** START OF DATA TO USE **

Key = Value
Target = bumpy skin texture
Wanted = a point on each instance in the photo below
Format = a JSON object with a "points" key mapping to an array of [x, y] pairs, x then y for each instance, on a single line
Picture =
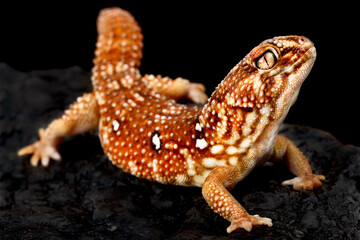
{"points": [[146, 133]]}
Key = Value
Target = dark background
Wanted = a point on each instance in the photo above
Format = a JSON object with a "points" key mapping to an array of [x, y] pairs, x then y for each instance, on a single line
{"points": [[202, 42]]}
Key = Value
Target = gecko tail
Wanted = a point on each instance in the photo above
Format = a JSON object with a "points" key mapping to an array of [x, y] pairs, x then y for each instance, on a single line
{"points": [[119, 39]]}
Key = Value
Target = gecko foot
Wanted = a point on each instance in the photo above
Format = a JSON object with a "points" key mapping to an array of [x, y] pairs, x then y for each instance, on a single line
{"points": [[197, 93], [43, 149], [305, 182], [248, 222]]}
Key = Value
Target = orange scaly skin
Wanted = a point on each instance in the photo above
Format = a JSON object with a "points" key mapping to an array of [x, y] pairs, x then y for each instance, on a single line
{"points": [[146, 133]]}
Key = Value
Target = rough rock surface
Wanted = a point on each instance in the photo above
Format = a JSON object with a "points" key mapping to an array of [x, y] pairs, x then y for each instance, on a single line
{"points": [[86, 197]]}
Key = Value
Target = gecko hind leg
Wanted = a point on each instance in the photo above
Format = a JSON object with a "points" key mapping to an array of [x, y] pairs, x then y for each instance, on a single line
{"points": [[82, 116]]}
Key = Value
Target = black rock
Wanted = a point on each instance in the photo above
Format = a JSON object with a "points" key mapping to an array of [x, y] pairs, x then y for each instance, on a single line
{"points": [[86, 197]]}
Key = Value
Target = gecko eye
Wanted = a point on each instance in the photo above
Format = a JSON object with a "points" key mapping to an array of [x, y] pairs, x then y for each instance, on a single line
{"points": [[266, 61]]}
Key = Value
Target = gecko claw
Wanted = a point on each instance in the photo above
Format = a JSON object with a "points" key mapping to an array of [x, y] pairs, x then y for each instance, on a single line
{"points": [[197, 93], [248, 222]]}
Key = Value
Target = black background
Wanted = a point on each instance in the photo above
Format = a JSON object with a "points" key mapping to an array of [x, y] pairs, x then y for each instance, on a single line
{"points": [[202, 41]]}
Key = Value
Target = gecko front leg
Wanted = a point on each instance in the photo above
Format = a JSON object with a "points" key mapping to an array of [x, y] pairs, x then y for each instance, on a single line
{"points": [[177, 88], [285, 149], [82, 116], [215, 192]]}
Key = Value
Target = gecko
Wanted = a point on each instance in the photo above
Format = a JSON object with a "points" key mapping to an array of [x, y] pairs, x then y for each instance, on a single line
{"points": [[147, 133]]}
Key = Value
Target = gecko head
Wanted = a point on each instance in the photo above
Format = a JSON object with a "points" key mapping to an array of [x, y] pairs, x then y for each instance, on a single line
{"points": [[270, 75]]}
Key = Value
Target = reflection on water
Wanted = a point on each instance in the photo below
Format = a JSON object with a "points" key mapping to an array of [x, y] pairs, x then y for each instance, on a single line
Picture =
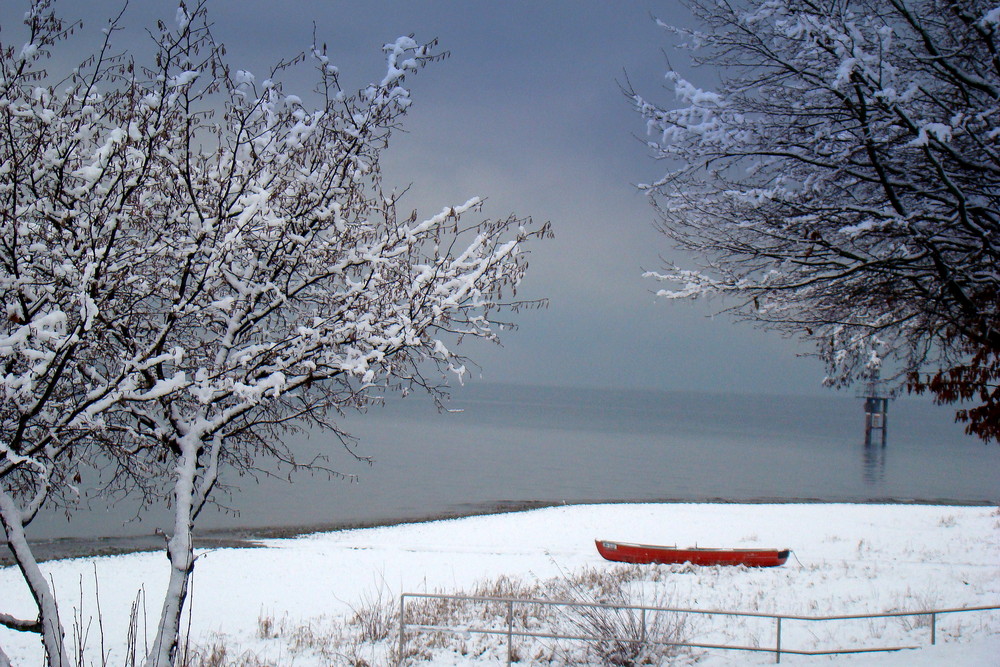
{"points": [[509, 443], [874, 462]]}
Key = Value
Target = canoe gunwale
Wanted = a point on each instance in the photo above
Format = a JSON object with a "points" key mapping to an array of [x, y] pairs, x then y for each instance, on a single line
{"points": [[628, 552]]}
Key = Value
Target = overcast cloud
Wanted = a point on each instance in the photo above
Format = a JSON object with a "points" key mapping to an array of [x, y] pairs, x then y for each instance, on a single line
{"points": [[527, 112]]}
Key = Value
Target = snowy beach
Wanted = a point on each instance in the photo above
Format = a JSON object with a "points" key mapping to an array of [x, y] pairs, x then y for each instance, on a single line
{"points": [[848, 559]]}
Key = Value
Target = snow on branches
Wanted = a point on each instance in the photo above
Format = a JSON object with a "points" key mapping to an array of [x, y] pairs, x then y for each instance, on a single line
{"points": [[194, 261], [843, 181]]}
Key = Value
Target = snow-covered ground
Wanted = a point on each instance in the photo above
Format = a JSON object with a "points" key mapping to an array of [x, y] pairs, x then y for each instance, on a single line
{"points": [[847, 559]]}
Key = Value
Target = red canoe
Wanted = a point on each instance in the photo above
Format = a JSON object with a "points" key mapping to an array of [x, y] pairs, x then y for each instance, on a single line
{"points": [[624, 552]]}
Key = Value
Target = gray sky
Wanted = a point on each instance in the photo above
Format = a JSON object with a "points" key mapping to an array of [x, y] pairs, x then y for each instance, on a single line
{"points": [[528, 113]]}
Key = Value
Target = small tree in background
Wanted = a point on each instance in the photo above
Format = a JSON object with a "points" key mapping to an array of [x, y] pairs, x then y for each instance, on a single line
{"points": [[196, 261], [842, 184]]}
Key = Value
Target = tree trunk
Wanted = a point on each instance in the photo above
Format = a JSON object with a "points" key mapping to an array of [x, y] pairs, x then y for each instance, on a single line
{"points": [[180, 552], [48, 611]]}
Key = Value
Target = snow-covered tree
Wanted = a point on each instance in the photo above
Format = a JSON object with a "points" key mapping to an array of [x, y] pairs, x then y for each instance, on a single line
{"points": [[841, 182], [196, 260]]}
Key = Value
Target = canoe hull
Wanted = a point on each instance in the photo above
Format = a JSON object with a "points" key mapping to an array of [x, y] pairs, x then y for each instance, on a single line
{"points": [[624, 552]]}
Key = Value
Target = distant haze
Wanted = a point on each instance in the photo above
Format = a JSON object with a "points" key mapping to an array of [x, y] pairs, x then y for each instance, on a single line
{"points": [[528, 112]]}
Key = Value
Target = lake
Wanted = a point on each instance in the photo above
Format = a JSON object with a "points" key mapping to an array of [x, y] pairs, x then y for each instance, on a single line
{"points": [[505, 445]]}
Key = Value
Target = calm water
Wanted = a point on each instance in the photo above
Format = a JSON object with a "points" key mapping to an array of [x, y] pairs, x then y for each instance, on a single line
{"points": [[514, 444]]}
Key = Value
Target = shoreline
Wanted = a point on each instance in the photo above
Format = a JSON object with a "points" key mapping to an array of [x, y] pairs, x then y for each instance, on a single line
{"points": [[251, 537]]}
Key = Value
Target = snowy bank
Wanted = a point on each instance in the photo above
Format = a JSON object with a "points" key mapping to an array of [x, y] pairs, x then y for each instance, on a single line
{"points": [[847, 559]]}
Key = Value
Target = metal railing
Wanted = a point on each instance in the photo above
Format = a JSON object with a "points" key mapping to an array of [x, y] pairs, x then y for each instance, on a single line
{"points": [[778, 650]]}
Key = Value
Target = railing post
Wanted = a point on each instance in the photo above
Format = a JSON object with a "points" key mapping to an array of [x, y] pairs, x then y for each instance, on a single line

** END OF DATA TO USE **

**TASK OBJECTIVE**
Repeat the listing in full and exactly. Leave any pictures out.

**FINAL ANSWER**
Key = Value
Target = bumpy skin texture
Wanted = a point on each instance in the photo below
Format = a JSON object with a "points" key mapping to an array of [x, y] pairs, x then y for each instance, on a single line
Picture =
{"points": [[146, 133]]}
Key = Value
Target = dark background
Wanted = a point on each instance in the photo above
Format = a JSON object with a "points" key mapping to an array of [x, y] pairs, x then y for each instance, on a single line
{"points": [[202, 42]]}
Key = Value
Target = gecko tail
Wanted = a point on each instance in the photo above
Format = a JSON object with a "points" key mapping to an array of [x, y] pairs, x then y for each instance, on a single line
{"points": [[119, 39]]}
Key = Value
Target = gecko foot
Wanted = a point on each instance in the photo above
Format = a JSON object with a "points" key mapping to an array of [x, y] pairs, x then y for each instance, on a single line
{"points": [[197, 93], [43, 149], [305, 182], [248, 222]]}
Key = Value
Target = orange scaly skin
Wanted = a point on each instance in the photo above
Format = a JSON object with a "points" key mapping to an array of [x, y] pairs, x then y for each instance, on a single line
{"points": [[146, 133]]}
Key = Value
Target = rough rock surface
Wanted = a point on each instance in the photo above
Format = a JSON object with a "points" key mapping to an array of [x, y] pairs, x then y for each instance, on a single line
{"points": [[86, 197]]}
Key = Value
Target = gecko hind leg
Wanted = a point on each instance in the photo above
Format = a JSON object with a "points" key mapping to an array of [x, y] pairs, x then y for each instance, on a single line
{"points": [[82, 116]]}
Key = Value
Target = black rock
Wanted = a point on each instance in the photo above
Format = a JSON object with a "points" key mapping to an array of [x, y] pairs, x then y for each instance, on a single line
{"points": [[86, 197]]}
Key = Value
Target = gecko eye
Wanted = a point on each instance in the photo above
Format = a JSON object with a "points" key mapping to an array of [x, y] pairs, x then y for each instance, on a single line
{"points": [[266, 61]]}
Key = Value
Target = gecko claw
Wanted = a point on each instance in the photo above
Format = a JSON object with a "points" key mapping to an array of [x, y] pairs, x then y for each instance, on a single line
{"points": [[197, 93], [248, 222]]}
Key = Value
Target = black background
Wanted = a point on each instance in the photo above
Format = a JSON object with a "points" key mapping to an array of [x, y] pairs, x then y for each instance, on a single line
{"points": [[202, 41]]}
Key = Value
Target = gecko front leg
Wanted = a point on each instance in the photo above
Format = a JSON object with a "points" key mapping to an array of [x, y] pairs, x then y for each instance, on a single line
{"points": [[177, 88], [285, 149], [82, 116], [215, 192]]}
Key = Value
Target = gecko
Wanted = a point on each instance in the photo above
Format = a JSON object with a "points" key mapping to an array of [x, y] pairs, x then y for each instance, on a single line
{"points": [[147, 133]]}
Key = Value
Target = gecko head
Wanted = a point on each instance in the photo above
Format = a JSON object with a "points" key mapping to an array of [x, y] pairs, x then y for each instance, on a single line
{"points": [[270, 75]]}
Key = Value
Target = reflection on water
Wanted = a point on each instance in the photo below
Format = a JSON object with a "points" key mapping to an array of [x, y] pairs, x then y for each instance, on a single line
Picture =
{"points": [[509, 443], [874, 462]]}
Key = Value
Target = canoe gunwale
Wanted = a point on each instance in the photo above
Format = a JSON object with a "points" key mapping to an array of [x, y] pairs, x then y for each instance, on a single line
{"points": [[628, 552]]}
Key = Value
Target = overcast cloud
Wanted = a point on each instance in the photo above
Format = a JSON object with a "points" key mapping to an array of [x, y] pairs, x then y for each instance, on a single line
{"points": [[527, 112]]}
Key = Value
Target = snowy beach
Wanted = a point on each instance in the photo above
Format = a JSON object with a "points" key mapping to an array of [x, y] pairs, x then y for each instance, on a single line
{"points": [[848, 559]]}
Key = Value
Target = snow on branches
Wanted = a point on each instance in the photo above
Format = a JSON object with a "points" key mapping to an array of [x, y] pairs, x then y for each instance, on a single line
{"points": [[194, 261], [843, 181]]}
Key = Value
Target = snow-covered ground
Wanted = a point on each instance in the photo above
Format = a JSON object with a "points" key mapping to an array of [x, y] pairs, x then y for each instance, on a single line
{"points": [[847, 559]]}
Key = Value
Target = red canoe
Wanted = a point on each instance in the photo above
Format = a JSON object with a "points" key mapping to an array of [x, y] pairs, x then y for each instance, on a single line
{"points": [[624, 552]]}
Key = Value
Target = gray sky
Wanted = a point on each instance in the photo above
Format = a JSON object with a "points" key mapping to an array of [x, y] pairs, x then y for each instance, on a single line
{"points": [[528, 113]]}
Key = Value
Target = small tree in background
Wanted = a point on each instance in the photo above
Format = a JSON object with a "points" key mapping to an array of [x, y] pairs, x then y for each instance, on a single line
{"points": [[196, 261], [842, 184]]}
Key = Value
Target = tree trunk
Wanted = a point on each instance in the photo above
Format = a JSON object with a "points" key mapping to an array of [x, y] pairs, x then y for each instance, on a single line
{"points": [[180, 552], [48, 611]]}
Key = Value
Target = snow-covered tree
Wanted = a point on each instance in the photo above
Format = a JSON object with a "points" key mapping to an array of [x, y] pairs, x then y for each instance, on a single line
{"points": [[841, 182], [196, 260]]}
Key = Value
Target = canoe hull
Wanted = a point on each instance in the photo above
Format = a JSON object with a "points" key mapping to an array of [x, y] pairs, x then y for each instance, on a single line
{"points": [[624, 552]]}
Key = Value
Target = distant haze
Wanted = a point on each instance in the photo above
Format = a JSON object with a "points" key mapping to an array of [x, y] pairs, x then y for each instance, on a single line
{"points": [[528, 112]]}
Key = Value
Target = lake
Wanted = a point on each instance in the photo above
Format = a JSON object with a "points" key mapping to an array of [x, y] pairs, x then y for each instance, on a single line
{"points": [[505, 445]]}
Key = Value
Target = calm water
Wanted = a point on each instance in the photo above
Format = a JSON object with a "points" key mapping to an array of [x, y] pairs, x then y for each instance, on a single line
{"points": [[514, 444]]}
Key = Value
Target = shoreline
Wanted = a point on each instance in the photo above
Format = a JSON object with a "points" key mapping to an array of [x, y] pairs, x then y for each instance, on a single line
{"points": [[251, 537]]}
Key = Value
Target = snowy bank
Wanted = a point on each instance in the photo above
Format = a JSON object with a "points" key mapping to an array of [x, y] pairs, x then y for each instance, on a single line
{"points": [[847, 559]]}
Key = Value
Target = metal railing
Wanted = a point on each instance in the photo above
Format = a JSON object with a "points" key mapping to an array of [x, y] pairs, x then y for each instance, on a single line
{"points": [[778, 650]]}
Key = Value
Target = railing post
Wanted = a point on each instance in the photo above
Format = a JSON object with a "points" key mapping to an array of [x, y] pairs, x then y for each instance, on a single line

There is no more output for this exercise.